- About this task
The lines to copy from the data below are those that hold the string "sleeve".

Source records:
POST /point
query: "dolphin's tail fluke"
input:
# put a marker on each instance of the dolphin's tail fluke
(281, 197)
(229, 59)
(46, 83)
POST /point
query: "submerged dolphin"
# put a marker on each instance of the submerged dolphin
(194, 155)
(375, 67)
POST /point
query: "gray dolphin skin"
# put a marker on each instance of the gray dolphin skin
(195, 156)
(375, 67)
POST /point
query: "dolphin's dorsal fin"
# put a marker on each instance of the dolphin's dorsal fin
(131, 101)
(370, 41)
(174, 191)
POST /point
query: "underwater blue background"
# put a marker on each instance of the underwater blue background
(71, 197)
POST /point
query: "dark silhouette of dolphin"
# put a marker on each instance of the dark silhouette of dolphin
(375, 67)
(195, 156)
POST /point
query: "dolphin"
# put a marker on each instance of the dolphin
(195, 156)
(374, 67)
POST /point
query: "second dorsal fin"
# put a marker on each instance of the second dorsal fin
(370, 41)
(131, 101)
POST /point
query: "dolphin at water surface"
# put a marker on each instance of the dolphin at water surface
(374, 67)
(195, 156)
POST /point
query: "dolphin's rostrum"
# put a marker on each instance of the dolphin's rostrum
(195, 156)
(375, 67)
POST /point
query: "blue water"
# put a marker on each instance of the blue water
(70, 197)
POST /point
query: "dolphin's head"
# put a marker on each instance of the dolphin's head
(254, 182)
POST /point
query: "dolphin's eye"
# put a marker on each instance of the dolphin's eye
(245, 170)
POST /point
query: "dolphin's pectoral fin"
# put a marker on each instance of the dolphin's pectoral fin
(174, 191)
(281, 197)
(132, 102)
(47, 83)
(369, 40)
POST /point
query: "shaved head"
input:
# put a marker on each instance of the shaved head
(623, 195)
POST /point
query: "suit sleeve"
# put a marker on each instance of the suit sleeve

- Written response
query: "suit sleeve"
# put a marker on each instance of the suit sleeve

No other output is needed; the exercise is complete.